◆ Requirement
When you write out the entries, keep every line exactly as it appears.

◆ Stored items
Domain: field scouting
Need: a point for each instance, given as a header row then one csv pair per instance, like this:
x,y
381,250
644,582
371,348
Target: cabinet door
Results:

◆ Output
Domain: field scouting
Need: a point for each instance, given as a header row then one csv pair per instance, like this:
x,y
381,250
644,582
371,348
Target: cabinet door
Results:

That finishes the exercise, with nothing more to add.